▸ **WORK INSTRUCTION**: A single number is expected: the count of lines below where the word "nose" occurs.

▸ **RECORDS FOR THE EXERCISE**:
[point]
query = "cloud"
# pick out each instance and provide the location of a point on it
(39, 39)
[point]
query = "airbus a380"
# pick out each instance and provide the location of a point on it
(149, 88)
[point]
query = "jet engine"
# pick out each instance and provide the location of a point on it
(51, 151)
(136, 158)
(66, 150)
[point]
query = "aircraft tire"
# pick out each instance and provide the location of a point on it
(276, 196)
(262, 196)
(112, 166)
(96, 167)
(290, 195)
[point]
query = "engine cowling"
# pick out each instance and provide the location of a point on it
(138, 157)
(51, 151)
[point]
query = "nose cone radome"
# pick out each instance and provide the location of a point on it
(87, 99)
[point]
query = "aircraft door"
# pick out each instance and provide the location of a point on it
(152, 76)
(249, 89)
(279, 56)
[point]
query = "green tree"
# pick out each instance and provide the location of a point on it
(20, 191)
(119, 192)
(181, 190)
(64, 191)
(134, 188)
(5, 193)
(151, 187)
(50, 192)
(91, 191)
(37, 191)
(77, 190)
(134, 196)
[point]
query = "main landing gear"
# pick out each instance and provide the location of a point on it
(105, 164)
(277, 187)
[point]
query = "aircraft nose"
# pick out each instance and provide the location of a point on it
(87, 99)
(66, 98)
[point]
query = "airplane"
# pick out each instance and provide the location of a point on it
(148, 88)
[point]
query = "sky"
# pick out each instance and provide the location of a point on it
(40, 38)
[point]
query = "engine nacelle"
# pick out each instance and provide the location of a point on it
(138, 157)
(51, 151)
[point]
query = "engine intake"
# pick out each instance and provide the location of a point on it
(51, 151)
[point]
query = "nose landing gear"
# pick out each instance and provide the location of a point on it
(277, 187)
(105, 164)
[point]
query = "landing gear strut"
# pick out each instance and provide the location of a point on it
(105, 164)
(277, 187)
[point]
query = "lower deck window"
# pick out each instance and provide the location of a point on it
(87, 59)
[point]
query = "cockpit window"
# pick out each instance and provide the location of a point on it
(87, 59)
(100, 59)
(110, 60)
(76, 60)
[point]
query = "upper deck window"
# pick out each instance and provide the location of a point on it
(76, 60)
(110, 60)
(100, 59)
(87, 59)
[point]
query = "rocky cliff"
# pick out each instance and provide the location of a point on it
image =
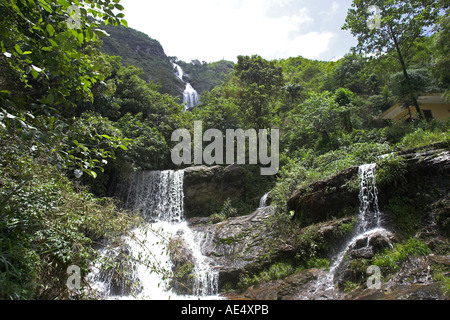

▸ **REPLY TO THE TASK**: 3